─── Working data ───

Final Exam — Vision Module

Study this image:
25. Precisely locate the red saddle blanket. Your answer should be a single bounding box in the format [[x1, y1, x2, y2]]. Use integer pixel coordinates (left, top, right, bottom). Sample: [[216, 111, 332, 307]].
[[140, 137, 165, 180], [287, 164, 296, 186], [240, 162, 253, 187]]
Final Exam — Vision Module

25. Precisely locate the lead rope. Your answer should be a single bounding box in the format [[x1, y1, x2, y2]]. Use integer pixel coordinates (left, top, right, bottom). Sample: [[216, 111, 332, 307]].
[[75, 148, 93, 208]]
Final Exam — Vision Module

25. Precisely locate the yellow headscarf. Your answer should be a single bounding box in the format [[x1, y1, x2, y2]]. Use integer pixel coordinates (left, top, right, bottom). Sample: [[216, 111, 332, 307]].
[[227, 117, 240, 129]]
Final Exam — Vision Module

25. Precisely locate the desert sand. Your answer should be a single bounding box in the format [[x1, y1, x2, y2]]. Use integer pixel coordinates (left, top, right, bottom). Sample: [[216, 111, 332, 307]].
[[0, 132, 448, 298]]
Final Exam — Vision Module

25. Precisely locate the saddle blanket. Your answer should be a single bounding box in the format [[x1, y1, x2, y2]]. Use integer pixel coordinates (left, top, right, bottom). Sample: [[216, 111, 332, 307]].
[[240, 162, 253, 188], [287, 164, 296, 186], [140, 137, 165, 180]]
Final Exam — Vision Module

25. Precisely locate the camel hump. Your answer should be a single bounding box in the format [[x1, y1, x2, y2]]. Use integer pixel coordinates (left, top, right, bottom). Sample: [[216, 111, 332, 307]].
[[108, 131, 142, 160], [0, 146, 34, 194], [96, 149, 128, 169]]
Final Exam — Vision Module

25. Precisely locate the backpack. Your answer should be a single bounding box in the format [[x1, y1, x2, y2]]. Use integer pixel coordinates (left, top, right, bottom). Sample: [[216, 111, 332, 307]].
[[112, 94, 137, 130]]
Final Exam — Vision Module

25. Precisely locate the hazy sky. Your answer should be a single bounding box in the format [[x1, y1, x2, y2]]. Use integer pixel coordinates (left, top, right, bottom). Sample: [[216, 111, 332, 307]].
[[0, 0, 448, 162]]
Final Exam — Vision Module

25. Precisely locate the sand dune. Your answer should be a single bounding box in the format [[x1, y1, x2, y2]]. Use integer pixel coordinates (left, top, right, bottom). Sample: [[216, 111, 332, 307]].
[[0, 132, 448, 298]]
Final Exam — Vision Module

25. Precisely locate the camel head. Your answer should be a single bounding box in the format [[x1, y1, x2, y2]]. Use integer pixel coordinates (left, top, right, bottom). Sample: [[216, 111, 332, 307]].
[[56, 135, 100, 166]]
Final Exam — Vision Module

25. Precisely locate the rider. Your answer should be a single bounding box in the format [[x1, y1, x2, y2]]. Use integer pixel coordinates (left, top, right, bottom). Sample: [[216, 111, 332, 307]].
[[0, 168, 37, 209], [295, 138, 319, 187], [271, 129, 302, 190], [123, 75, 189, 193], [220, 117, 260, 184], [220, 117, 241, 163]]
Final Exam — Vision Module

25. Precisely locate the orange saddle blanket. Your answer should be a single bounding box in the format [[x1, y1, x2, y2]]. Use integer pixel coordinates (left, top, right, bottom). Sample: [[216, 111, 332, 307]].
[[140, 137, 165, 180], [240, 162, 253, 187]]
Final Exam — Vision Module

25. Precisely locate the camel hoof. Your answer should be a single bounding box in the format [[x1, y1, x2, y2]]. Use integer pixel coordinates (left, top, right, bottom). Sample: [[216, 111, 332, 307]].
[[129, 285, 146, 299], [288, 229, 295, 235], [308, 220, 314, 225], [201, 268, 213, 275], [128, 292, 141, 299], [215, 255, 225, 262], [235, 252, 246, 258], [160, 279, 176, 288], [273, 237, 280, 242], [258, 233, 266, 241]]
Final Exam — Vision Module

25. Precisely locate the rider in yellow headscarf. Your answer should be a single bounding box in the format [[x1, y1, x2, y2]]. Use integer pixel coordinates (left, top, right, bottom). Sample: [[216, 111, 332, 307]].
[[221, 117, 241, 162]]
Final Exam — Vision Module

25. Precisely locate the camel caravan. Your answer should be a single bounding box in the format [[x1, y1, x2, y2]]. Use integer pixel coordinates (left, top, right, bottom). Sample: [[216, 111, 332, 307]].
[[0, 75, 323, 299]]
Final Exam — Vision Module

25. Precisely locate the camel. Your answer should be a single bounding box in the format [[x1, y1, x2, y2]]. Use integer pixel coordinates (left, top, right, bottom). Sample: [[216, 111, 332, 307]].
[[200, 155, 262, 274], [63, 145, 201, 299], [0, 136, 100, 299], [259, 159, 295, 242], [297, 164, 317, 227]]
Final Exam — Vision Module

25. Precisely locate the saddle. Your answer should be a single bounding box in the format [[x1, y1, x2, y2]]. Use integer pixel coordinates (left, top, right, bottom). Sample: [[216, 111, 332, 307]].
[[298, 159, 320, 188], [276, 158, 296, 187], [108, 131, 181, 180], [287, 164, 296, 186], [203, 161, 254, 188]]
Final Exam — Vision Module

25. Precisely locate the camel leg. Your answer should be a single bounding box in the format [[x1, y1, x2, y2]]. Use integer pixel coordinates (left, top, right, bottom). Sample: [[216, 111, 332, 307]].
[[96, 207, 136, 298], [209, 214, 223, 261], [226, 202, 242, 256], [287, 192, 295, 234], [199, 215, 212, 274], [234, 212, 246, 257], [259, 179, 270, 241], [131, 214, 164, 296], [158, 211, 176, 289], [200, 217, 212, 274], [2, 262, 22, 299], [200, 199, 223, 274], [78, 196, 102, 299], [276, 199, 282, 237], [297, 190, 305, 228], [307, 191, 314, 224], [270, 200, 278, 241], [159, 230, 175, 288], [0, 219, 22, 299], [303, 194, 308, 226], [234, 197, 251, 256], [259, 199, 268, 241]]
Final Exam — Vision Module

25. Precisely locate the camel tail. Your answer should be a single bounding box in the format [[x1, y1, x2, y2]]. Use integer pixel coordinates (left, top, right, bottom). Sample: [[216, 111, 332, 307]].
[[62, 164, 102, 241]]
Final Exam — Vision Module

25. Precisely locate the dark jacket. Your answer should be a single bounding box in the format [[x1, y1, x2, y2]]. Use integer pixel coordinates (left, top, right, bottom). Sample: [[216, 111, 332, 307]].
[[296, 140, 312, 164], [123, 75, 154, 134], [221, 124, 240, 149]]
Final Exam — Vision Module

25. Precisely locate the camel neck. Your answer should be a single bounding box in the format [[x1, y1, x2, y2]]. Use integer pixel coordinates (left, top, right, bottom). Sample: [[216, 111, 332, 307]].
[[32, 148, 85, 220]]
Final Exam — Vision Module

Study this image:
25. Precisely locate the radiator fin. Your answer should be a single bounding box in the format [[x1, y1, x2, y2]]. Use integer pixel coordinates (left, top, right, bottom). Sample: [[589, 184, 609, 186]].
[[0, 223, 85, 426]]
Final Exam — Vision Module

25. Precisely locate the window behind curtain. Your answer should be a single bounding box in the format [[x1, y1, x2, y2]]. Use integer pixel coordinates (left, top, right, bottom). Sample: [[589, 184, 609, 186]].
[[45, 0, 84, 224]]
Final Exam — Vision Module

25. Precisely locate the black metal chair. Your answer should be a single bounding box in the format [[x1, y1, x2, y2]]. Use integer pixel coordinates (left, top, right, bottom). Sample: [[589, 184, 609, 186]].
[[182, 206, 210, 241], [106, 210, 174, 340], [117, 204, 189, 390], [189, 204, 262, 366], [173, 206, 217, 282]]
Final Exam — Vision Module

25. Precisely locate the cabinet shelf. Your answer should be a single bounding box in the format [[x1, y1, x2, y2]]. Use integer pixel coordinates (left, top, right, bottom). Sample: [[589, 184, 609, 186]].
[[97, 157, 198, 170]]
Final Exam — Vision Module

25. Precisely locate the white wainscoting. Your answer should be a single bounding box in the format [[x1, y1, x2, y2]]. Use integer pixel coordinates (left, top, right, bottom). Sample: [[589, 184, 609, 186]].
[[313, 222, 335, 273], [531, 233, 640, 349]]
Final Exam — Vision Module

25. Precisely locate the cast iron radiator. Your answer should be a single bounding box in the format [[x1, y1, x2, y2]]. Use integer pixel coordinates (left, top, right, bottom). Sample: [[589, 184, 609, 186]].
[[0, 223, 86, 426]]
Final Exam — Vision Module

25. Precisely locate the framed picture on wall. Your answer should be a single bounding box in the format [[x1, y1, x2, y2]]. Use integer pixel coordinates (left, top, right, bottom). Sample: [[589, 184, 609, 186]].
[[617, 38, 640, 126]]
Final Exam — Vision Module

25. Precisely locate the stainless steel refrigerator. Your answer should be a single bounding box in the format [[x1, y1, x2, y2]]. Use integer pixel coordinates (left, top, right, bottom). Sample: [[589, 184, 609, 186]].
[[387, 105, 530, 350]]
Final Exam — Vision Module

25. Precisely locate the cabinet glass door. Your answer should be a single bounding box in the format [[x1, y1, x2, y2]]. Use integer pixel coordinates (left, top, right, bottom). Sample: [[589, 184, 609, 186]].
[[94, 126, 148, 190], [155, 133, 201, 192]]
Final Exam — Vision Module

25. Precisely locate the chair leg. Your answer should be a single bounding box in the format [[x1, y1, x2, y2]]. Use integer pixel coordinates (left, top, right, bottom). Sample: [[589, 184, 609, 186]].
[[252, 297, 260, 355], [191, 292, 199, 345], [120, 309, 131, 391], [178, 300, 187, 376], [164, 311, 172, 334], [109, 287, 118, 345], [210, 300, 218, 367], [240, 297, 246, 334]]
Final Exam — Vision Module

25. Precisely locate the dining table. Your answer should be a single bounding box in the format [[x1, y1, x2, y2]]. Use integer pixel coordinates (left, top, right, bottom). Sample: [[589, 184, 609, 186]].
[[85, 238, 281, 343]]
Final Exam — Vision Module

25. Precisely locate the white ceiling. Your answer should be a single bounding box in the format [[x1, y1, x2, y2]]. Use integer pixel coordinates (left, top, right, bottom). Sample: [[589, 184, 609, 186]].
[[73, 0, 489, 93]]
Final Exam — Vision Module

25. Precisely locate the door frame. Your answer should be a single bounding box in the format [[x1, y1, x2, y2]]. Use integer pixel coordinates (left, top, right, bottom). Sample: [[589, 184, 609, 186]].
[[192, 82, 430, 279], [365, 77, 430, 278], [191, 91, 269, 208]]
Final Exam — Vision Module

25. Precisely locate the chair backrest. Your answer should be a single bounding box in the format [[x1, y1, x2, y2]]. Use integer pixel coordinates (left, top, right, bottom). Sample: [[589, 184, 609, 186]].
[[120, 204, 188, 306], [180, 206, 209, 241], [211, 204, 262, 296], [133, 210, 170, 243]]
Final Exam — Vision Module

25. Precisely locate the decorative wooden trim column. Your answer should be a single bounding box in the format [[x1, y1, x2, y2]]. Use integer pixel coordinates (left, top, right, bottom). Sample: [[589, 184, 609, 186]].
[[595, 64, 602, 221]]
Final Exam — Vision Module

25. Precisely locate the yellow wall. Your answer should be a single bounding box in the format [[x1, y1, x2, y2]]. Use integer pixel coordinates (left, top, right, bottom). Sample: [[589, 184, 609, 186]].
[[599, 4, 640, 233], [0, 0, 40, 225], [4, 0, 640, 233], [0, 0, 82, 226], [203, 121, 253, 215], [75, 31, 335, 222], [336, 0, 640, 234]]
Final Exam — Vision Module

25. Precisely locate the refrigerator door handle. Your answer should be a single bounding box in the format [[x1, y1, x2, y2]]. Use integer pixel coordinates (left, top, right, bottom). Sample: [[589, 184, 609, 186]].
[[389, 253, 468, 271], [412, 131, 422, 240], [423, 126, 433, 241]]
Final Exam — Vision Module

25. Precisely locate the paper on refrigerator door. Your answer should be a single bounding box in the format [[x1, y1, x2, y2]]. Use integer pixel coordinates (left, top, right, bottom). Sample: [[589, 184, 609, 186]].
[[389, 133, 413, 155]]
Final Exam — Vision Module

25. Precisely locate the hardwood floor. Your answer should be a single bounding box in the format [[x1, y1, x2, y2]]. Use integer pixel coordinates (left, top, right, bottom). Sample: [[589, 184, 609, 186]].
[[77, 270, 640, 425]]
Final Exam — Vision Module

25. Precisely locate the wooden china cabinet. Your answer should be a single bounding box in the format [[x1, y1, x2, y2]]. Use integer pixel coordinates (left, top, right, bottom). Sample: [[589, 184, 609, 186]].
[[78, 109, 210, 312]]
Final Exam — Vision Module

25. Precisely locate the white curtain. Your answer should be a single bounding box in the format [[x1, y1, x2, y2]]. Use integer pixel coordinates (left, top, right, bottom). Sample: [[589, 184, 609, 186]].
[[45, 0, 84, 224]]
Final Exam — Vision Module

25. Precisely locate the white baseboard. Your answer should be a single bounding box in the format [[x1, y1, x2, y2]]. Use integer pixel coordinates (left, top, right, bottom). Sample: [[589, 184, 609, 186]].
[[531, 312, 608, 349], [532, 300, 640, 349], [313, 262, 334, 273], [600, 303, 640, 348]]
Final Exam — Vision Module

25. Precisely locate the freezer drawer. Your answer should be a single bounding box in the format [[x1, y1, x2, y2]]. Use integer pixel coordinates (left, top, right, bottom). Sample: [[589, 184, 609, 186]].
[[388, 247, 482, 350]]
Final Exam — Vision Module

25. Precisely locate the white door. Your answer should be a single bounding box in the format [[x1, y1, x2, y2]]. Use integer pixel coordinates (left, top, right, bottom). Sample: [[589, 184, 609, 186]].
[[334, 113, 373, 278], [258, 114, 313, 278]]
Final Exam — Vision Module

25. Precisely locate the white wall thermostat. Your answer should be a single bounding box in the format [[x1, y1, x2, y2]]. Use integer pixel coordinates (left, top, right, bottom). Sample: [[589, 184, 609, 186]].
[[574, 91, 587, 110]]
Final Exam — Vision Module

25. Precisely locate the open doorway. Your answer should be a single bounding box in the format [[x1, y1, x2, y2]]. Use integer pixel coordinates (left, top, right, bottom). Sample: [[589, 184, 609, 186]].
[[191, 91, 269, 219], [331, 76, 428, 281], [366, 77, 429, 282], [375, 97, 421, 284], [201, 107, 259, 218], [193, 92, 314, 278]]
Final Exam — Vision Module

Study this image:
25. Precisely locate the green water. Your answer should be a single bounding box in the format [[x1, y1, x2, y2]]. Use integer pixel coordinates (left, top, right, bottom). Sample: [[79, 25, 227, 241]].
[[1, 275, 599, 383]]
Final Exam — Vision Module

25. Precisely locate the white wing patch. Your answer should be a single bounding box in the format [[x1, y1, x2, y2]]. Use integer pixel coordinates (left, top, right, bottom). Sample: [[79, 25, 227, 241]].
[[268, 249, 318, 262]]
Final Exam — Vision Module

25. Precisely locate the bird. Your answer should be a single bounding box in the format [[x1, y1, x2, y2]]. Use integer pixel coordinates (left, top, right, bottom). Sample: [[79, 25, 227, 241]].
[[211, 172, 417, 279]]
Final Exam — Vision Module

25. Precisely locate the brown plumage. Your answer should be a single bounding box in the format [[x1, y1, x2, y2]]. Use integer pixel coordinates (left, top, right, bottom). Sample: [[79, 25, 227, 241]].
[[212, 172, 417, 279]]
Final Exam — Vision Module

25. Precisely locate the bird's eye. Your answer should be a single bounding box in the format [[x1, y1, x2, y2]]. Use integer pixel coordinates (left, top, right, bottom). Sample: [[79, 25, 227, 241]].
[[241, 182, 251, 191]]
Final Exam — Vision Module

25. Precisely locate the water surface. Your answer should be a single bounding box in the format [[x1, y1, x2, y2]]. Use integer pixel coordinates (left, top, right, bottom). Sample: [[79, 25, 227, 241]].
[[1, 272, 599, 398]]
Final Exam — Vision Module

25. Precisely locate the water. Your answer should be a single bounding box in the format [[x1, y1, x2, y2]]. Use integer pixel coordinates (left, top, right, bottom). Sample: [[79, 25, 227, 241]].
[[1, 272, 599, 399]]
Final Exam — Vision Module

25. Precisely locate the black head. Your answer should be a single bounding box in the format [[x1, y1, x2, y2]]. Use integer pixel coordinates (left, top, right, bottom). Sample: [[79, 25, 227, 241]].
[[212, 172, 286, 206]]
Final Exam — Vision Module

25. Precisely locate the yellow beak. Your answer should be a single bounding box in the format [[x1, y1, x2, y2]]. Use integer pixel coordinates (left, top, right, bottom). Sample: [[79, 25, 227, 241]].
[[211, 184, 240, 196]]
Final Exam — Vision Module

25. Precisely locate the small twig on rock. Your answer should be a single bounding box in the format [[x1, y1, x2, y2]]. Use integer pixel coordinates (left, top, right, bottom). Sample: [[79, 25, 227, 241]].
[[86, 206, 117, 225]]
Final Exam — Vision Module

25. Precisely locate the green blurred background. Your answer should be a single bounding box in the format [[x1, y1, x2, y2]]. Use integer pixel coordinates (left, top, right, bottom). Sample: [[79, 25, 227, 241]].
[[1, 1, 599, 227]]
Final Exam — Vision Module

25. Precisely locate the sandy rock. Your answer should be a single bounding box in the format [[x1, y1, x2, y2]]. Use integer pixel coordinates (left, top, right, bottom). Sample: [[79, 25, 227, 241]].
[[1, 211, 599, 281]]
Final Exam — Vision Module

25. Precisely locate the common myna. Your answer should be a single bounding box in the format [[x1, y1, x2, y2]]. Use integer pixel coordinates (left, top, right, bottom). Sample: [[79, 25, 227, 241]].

───

Your task:
Would you please reproduce every line from the one containing "25. Precisely locate the green blurred" through the final line of the listing, and only those lines?

Output for this task:
25. Precisely locate the green blurred background. Your answer should be a single bounding box in the format [[x1, y1, x2, y2]]. Use integer pixel coordinates (left, top, right, bottom). Sample: [[79, 25, 227, 241]].
[[1, 1, 599, 227]]
Final Exam — Vision Module

25. Precisely locate the sandy rock. Your answer should be a single bounding box in the format [[x1, y1, x2, y2]]. Use integer pixel coordinates (left, top, right, bottom). Sample: [[79, 25, 227, 241]].
[[1, 211, 599, 281]]
Final Exam — Vision Module

25. Precisely locate the common myna. Your answer should be a single bounding box in the format [[x1, y1, x2, y2]]. Use integer pixel coordinates (left, top, right, bottom). Sample: [[79, 25, 227, 241]].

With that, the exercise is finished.